-- Start --
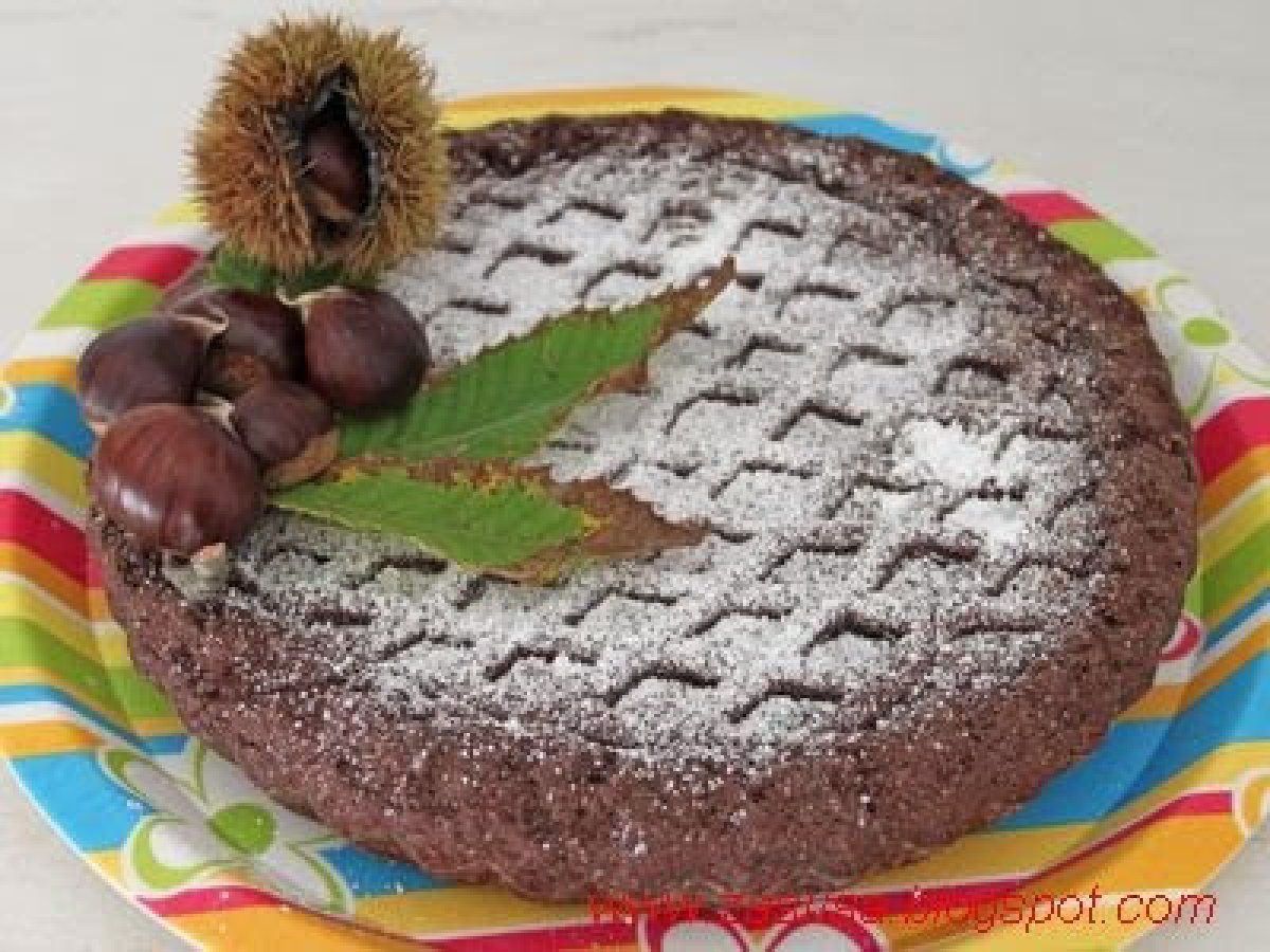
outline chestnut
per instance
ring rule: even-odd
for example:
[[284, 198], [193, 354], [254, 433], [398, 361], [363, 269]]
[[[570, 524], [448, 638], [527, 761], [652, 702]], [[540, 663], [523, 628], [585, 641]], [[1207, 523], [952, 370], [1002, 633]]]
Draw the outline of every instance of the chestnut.
[[211, 288], [182, 300], [177, 311], [225, 325], [207, 352], [199, 386], [235, 397], [267, 380], [302, 380], [305, 329], [300, 312], [271, 294]]
[[312, 479], [330, 466], [339, 446], [330, 407], [293, 381], [255, 385], [234, 401], [229, 421], [271, 489]]
[[93, 453], [89, 490], [144, 548], [179, 556], [237, 542], [264, 506], [251, 454], [207, 413], [175, 404], [119, 416]]
[[155, 314], [98, 336], [76, 371], [89, 426], [102, 433], [133, 407], [193, 400], [203, 357], [221, 326], [215, 319]]
[[309, 386], [338, 410], [372, 413], [405, 404], [428, 371], [428, 340], [385, 291], [329, 287], [304, 294]]
[[371, 204], [370, 150], [348, 116], [324, 109], [302, 129], [301, 194], [323, 218], [357, 221]]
-- End --
Task requirements →
Write out every line of the records above without any changes, but leave out the pictures.

Expected output →
outline chestnut
per instance
ring rule: even-odd
for example:
[[284, 198], [193, 354], [254, 433], [398, 361], [363, 269]]
[[[570, 524], [448, 638], [527, 761], [652, 702]], [[540, 663], [523, 628], [585, 641]], [[1207, 523], [952, 370], [1002, 633]]]
Draw the outline of every instance of the chestnut.
[[211, 288], [182, 300], [177, 311], [225, 325], [207, 352], [199, 386], [235, 397], [267, 380], [302, 380], [305, 329], [300, 312], [271, 294]]
[[312, 479], [330, 466], [339, 446], [330, 407], [293, 381], [255, 385], [234, 401], [229, 421], [271, 489]]
[[93, 453], [89, 490], [144, 548], [179, 556], [237, 542], [264, 506], [251, 454], [207, 413], [175, 404], [119, 416]]
[[155, 314], [98, 336], [76, 371], [89, 426], [102, 433], [133, 407], [193, 400], [203, 357], [221, 326], [215, 319]]
[[309, 386], [338, 410], [372, 413], [405, 404], [428, 371], [428, 340], [385, 291], [329, 287], [304, 294]]
[[371, 204], [370, 150], [348, 116], [324, 109], [302, 129], [301, 194], [323, 218], [357, 221]]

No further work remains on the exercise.